LIST OF TASKS
A: In the article on meeting and event ROI, what is Yola Marshall's title at IHG?
B: Extend the article on meeting and event ROI, picking up after its final sentence.

EXCERPTED PASSAGE
========================================================================
Wow! What a great meeting!
Amazing! That was a fantastic experience!
Hearing such plaudits from event attendees and vendors are the kind of kudos planners, travel managers, solutions providers and hotel-venue operators love to bask in, knowing such from-the-gut responses are proof of a job well done. They also know there’s no magic formula, no easy rinse-and-repeat that assures an equally over-the-top outcome the next time.
As meetings and events are flourishing again after years of foundering, finding the right mix of elements that coalesce into effective meetings and events that provide tangible ROI for all those involved has become the focus of innovative strategies across multiple agendas.
On the hotel side, global chain IHG approaches ROI by focusing on how meetings and events support long‑term success for its hotels, rather than applying a single universal metric, according to Yola Marshall, vice president global sales, Americas. “A key priority is trackability – helping hotels understand how meeting and event interactions contribute to ongoing relationships, engagement and long‑term value over time. Meetings often play out over a longer cycle, so outcomes may not be immediately transactional, but they can influence future business, loyalty and repeat demand,” she observes.
From an execution standpoint, Marshall notes success is also measured–whether hotel teams are aligned, adequately prepared, and able to meet planner expectations while driving sustainable commercial impact. “Across all meetings, attendee and planner feedback remains a critical indicator of ROI, as experience quality directly shapes future placement decisions, repeat business and the strength of long‑term relationships between planners and hotel teams,” she says.
Frank Passanante, senior vice president, global head of sales and HRCC for Hilton, sees participant enthusiasm as one of the hallmarks of well-developed meetings. “Attendee and vendor satisfaction absolutely carry weight in contract negotiations today. And not just as ‘nice to have’ metrics. They’ve become leading indicators of whether a meeting is worth reinvesting in,” says Passanante. “If an event drives strong engagement, repeat attendance and delivers for sponsors and partners, that shows up quickly in renewal conversations, in multi-year commitments and in how planners prioritize spend.”
========================================================================
PROVIDED MATERIAL
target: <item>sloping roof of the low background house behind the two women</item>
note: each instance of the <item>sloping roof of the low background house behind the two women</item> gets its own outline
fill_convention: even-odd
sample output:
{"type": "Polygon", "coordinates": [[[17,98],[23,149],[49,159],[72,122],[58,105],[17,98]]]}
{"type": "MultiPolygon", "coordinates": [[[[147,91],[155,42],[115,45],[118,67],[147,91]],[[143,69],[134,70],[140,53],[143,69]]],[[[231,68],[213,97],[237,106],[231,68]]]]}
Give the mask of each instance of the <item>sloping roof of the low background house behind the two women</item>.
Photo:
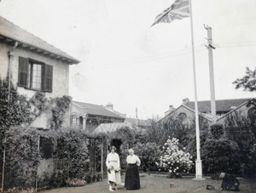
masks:
{"type": "Polygon", "coordinates": [[[72,103],[74,105],[78,105],[82,109],[82,111],[84,111],[84,113],[86,114],[95,115],[95,116],[110,116],[110,117],[125,119],[125,117],[119,116],[113,111],[109,111],[106,107],[102,105],[82,103],[78,101],[72,101],[72,103]]]}

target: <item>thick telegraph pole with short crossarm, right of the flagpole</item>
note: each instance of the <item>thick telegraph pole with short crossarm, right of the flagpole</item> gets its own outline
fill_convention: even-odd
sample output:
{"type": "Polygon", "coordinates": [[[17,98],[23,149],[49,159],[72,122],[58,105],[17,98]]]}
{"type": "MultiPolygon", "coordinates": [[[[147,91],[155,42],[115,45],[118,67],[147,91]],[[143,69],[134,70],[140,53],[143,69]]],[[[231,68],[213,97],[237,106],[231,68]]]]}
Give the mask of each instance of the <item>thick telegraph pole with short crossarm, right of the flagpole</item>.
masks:
{"type": "Polygon", "coordinates": [[[207,30],[207,40],[208,40],[208,44],[206,45],[206,47],[208,49],[208,56],[209,56],[212,123],[215,124],[217,118],[216,118],[216,102],[215,102],[213,58],[212,58],[212,49],[215,49],[215,47],[212,45],[212,27],[206,26],[206,25],[204,26],[207,30]]]}

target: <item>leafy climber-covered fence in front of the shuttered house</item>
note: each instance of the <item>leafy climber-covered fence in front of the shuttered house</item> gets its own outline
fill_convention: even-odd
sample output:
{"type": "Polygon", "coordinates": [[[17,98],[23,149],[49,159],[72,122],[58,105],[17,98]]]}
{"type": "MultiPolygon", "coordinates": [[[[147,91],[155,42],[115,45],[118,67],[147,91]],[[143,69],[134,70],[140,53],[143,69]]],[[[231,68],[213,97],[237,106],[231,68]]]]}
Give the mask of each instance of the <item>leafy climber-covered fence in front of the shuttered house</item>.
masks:
{"type": "MultiPolygon", "coordinates": [[[[53,154],[55,161],[66,158],[67,167],[61,168],[65,176],[54,175],[49,182],[59,182],[65,184],[65,180],[83,179],[84,173],[89,170],[89,155],[87,146],[84,144],[88,139],[87,133],[83,130],[38,130],[37,128],[12,127],[6,131],[6,175],[5,188],[19,187],[26,189],[34,187],[37,177],[38,165],[43,159],[39,150],[40,138],[50,139],[53,144],[53,154]],[[39,146],[38,146],[39,145],[39,146]],[[11,184],[7,184],[7,183],[11,184]]],[[[41,146],[40,146],[41,147],[41,146]]],[[[55,168],[55,173],[58,173],[55,168]]]]}

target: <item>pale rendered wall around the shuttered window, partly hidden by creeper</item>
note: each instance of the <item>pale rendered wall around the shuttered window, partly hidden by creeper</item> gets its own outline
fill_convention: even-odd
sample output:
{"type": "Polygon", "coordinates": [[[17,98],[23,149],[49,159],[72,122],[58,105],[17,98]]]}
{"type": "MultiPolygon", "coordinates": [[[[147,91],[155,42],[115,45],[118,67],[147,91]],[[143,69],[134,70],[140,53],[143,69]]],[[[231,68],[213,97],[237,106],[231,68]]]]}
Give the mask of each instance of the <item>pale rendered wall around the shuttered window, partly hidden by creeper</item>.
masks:
{"type": "MultiPolygon", "coordinates": [[[[9,56],[8,52],[11,50],[11,46],[6,45],[5,43],[0,43],[0,77],[4,78],[8,73],[8,65],[9,65],[9,56]]],[[[69,85],[69,65],[61,62],[60,60],[55,60],[54,58],[50,58],[49,56],[44,56],[44,54],[38,54],[35,52],[28,51],[24,48],[19,48],[19,46],[14,50],[14,57],[11,62],[11,80],[13,84],[16,86],[18,83],[18,71],[19,71],[19,56],[24,58],[29,58],[32,60],[38,60],[40,62],[44,62],[47,65],[53,66],[53,92],[45,93],[47,98],[55,98],[61,97],[63,95],[68,95],[68,85],[69,85]]],[[[36,91],[29,90],[26,88],[18,87],[18,93],[24,94],[28,99],[30,99],[36,91]]],[[[69,112],[65,116],[65,122],[63,123],[63,127],[69,127],[70,125],[70,116],[69,112]]],[[[35,122],[32,122],[32,127],[36,128],[48,128],[49,124],[45,122],[47,120],[47,116],[43,114],[38,117],[35,122]]]]}

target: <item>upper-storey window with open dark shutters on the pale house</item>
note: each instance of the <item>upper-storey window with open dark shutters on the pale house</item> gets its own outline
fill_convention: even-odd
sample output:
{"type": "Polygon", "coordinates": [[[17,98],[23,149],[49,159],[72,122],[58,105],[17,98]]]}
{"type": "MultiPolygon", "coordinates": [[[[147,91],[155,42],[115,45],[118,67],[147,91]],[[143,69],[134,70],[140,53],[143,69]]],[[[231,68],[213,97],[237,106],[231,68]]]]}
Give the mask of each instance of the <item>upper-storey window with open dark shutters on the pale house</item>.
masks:
{"type": "Polygon", "coordinates": [[[35,60],[19,58],[19,86],[52,92],[53,66],[35,60]]]}

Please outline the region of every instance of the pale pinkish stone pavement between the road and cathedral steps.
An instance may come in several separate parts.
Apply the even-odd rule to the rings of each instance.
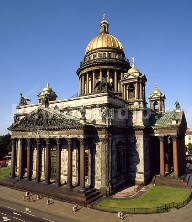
========================================================================
PER-TASK ANSWERS
A: Vice president global sales, Americas.

B:
According to Hilton research, more than two-thirds (67 percent) of professionals will only attend events that directly support their career goals. “That raises the bar,” Passanante says. “It puts pressure on agendas to be more focused, on experiences to be more intentional and on every meeting to clearly deliver value to the individual attendee.”
Different Strokes
Due to the sheer variety of meetings, success looks different for every gathering, according to industry veteran Shauna Whitehead, senior vice president, commercial strategy, BCD Meetings and Events. “It’s shaped by the event’s purpose, audience and stakeholder expectations,” she asserts.
That said, Whitehead cites several core elements she finds consistently define a successful outcome, including a “meaningful” return on investment. “For all events, ROI is a critical measure of meetings success. It involves comparing the event’s financial gains against its costs,” says Whitehead.
Other pro-success components include achievement of objectives, a positive participant experience, stakeholder satisfaction and long-term impact and legacy. “A successful event leaves a lasting impression and contributes positively to its community, industry or cause,” Whitehead explains.
From her perspective, Alisa de Gaspe Beaubien, CEO and co-founder of AI-driven meetings and events management platform Groupize, says the most important element of a successful meeting is simple: It happens in person, in the right place. “We’ve learned a lot from virtual and hybrid [meetings and events], but the highest-value interactions still happen face-to-face. That’s where trust is built, decisions are accelerated and real connection happens,” she say.
Venue Matters
“But where you bring people together matters just as much. A successful meeting isn’t just in person; it’s in a location that’s right for the business and respectful of the traveler.” And it takes far more nowadays than just being near a beach or a hot metro area to be the “perfect” meetings location, says De Gaspe Beaubien.
For starters, she says ease and efficiency of travel, i.e., minimizing friction and fatigue, combined with reasonable duration, and not asking people to travel farther than the value of the trip justifies or on dates that conflict with common personal commitments (religious holidays, Mother’s/Father’s Day, etc.) are key primary considerations.
Having preferred and vetted suppliers on board also helps ensure quality, consistency and value, and a property that understands your travel program. “When you get the location right, you’re not just improving logistics, you’re improving engagement, energy and ultimately, outcomes,” says De Gaspe Beaubien. “In-person meetings are an investment, so they need to deliver something you simply cannot achieve over a screen, in a setting that actually enables people to show up at their best.”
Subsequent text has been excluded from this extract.